Find each line in the records below that contains the word "woman", and copy every such line in full.

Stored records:
++++++++++++++++++++

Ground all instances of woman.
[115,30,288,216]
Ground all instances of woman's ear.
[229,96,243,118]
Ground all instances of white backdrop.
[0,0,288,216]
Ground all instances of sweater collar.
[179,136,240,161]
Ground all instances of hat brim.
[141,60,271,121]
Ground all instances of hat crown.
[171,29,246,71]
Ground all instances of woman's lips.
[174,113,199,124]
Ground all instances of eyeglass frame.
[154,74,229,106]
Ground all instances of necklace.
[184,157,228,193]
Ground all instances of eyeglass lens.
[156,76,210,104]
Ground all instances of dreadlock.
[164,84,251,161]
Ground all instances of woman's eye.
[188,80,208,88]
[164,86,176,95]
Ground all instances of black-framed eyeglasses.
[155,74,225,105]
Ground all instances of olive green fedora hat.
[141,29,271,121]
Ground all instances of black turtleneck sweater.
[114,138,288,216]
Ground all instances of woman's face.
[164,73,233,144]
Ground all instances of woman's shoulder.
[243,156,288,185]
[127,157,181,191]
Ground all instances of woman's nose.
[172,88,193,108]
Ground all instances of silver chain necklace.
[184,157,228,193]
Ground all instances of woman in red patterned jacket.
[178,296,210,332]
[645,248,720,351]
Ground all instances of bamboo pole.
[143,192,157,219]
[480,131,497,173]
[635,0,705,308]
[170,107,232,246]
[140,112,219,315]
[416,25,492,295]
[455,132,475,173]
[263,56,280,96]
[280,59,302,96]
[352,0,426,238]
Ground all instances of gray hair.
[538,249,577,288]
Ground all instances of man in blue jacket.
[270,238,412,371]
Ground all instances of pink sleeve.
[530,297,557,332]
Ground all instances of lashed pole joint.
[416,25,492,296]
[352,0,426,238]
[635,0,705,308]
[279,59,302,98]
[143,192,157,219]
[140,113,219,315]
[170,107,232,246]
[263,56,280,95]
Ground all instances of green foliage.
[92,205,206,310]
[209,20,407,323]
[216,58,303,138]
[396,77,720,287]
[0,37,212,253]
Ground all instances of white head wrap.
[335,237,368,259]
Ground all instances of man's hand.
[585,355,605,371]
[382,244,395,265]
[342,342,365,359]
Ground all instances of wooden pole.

++++++++++++++++++++

* [In response]
Ground all instances of woman.
Ground all instances of woman's ear.
Ground all instances of woman's lips.
Ground all instances of woman's eye.
Ground all instances of woman's face.
Ground all instances of woman's shoulder.
Ground all instances of woman's nose.
Ground all instances of woman in red patterned jacket.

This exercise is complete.